**WHAT THE TASK REQUIRES**
Rewrite all of the entries below, swapping each "indicate" for "mark" and leaving everything else unchanged. Omit the pictures from your answer.

-- -- --

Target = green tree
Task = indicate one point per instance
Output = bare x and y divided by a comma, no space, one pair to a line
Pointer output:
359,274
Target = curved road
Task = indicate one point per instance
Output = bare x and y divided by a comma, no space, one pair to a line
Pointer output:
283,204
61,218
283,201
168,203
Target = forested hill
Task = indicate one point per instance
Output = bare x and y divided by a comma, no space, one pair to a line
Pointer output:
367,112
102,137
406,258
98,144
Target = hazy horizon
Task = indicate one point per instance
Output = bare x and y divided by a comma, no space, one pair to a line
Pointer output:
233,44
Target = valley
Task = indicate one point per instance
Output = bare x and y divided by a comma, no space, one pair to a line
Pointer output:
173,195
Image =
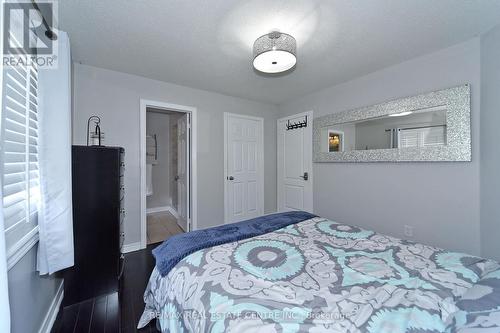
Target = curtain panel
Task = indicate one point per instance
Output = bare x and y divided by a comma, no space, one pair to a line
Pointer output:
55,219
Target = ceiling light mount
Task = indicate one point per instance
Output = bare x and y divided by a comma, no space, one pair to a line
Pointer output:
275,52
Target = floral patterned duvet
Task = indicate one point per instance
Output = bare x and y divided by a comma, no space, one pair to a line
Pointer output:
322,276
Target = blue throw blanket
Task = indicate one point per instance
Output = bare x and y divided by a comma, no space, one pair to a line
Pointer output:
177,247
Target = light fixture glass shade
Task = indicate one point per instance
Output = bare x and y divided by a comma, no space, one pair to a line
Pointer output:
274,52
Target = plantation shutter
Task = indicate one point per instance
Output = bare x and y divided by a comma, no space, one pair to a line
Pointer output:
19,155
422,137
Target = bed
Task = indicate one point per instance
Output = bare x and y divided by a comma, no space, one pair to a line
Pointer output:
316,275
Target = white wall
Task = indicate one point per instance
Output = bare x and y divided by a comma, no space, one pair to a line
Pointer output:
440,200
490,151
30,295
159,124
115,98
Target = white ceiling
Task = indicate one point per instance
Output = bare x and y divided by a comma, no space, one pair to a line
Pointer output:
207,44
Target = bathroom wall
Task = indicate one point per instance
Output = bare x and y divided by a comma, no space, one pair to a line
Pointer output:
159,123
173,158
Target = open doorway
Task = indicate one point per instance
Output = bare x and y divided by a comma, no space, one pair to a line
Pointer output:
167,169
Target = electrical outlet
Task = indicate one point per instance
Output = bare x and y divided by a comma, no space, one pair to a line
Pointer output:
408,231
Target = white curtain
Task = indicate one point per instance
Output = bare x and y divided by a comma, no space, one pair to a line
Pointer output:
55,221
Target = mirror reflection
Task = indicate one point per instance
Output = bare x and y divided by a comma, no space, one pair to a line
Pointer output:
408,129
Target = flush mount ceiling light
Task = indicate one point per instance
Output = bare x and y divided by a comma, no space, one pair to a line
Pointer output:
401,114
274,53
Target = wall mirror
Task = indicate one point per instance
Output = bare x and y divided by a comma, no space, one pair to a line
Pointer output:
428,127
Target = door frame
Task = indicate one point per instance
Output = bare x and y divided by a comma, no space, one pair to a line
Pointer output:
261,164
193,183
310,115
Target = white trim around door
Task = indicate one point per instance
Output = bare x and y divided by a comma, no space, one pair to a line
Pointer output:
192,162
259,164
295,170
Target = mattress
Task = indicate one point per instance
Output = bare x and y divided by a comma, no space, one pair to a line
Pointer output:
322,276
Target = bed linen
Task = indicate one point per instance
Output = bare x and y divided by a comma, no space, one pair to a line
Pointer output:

-- -- --

**PROBLEM SOLUTION**
Target = green tree
Task = mark one point per instance
Output = bare x and y divided by a comma, no space, one pair to a line
Pointer output:
359,274
Target = curved road
Task = mark one point per instance
Output = bare x and y divided by a comma, no space, one pair to a line
Pointer output:
283,204
61,218
283,201
168,203
Target = forested hill
Task = mark one point per instance
Output = bare x and y divided by a comma, no space, one pair to a line
Pointer output:
367,112
102,137
406,258
98,144
Target = hazy horizon
Task = mark one point per instance
Output = bare x and y divided by a comma, no space, one pair to a line
Pointer output:
233,44
Target = valley
Task = mark one point per instance
Output = bare x and y divided by a comma, no space, one pair to a line
Pointer output:
173,195
Image =
Target = curtain panel
Task = mark one point per instance
Output = bare x and y divided by a comma, no space, one pair to a line
Pointer output:
55,219
Target = ceiling light mount
Task = mark one point per instance
Output = bare x and y divided by a comma, no space, one pair to a line
Pointer output:
275,52
Target = floral patterned duvet
Task = mark one point per instance
Output = bare x and y divided by a comma, no space, one pair to a line
Pointer output:
322,276
Target = blue throw blanket
Task = mark one point per instance
Output = bare x and y divided by a comma, no space, one pair to a line
Pointer output:
177,247
Target = light fixture glass shade
Task = mark one point per instance
Output = bare x and y divided by a comma, no space, one pair to a line
Pointer output:
274,52
Target = plantation shutter
Task = mark one point per instance
Output = bare x and y divided by a comma, no space, one pair to a line
Pointer output:
19,155
422,137
Target = bed
Task = mark one point per instance
Output = bare x and y divided by a comma, no space, one pair to a line
Pointer output:
316,275
Target = white wall
Task = mark one point per instance
Output = bare x and y divided by a comma, no space, one pair to a line
Pointer output:
440,200
490,151
30,295
159,124
115,98
Target = white ceiling
Task = mark one point per instance
Output = bare x and y divided by a comma, no space, one pair to a line
Pointer output:
207,44
Target = bathroom wall
Task = mark one point per instance
Output = bare x and y divided by a comma, no space, one pair to a line
Pointer output:
159,123
173,158
Target = open doorway
Task = mark one point per instance
Output = bare x and y divided by a comma, no space, one pair to a line
Pointer output:
167,169
Target = electrical outlet
Task = mark one point per instance
Output = bare x and y divided by a comma, no space, one pair to a line
Pointer output:
408,231
Target = white curtain
Task = mark one point per instance
Output = bare x and y divided by a comma, no space, one pair to a line
Pointer output:
55,221
Target = mirror reflection
Task = mark one point per instance
Output = bare x and y divided by a comma, no space, one pair to a line
Pointer output:
408,129
Target = flush mount ceiling light
Task = mark one point per instance
Output = bare x and y divided by a comma, no space, one pair to a line
Pointer output:
401,114
274,53
Target = wall mirror
Task = mark one point per instance
Output = bare x and y divided by a comma, no space, one pair to a line
Pointer output:
428,127
Target = door frame
Task = mark one point per instance
Output = bare x and y divided by a comma, no space, one pair to a line
Pointer output:
261,164
193,183
310,115
Target = white trim around door
Task = mark one point per instance
Output = bare x and y divided by a comma, no space, one pair to a line
Pointer output:
192,162
259,164
295,170
Target = mattress
Task = mark one point per instance
Output = bare x and y divided by a comma, no space, one pair to a line
Pointer output:
322,276
Target = bed linen
Task = mark one point per instance
Output = bare x and y divided by a comma, no space, one pair to a line
Pointer output:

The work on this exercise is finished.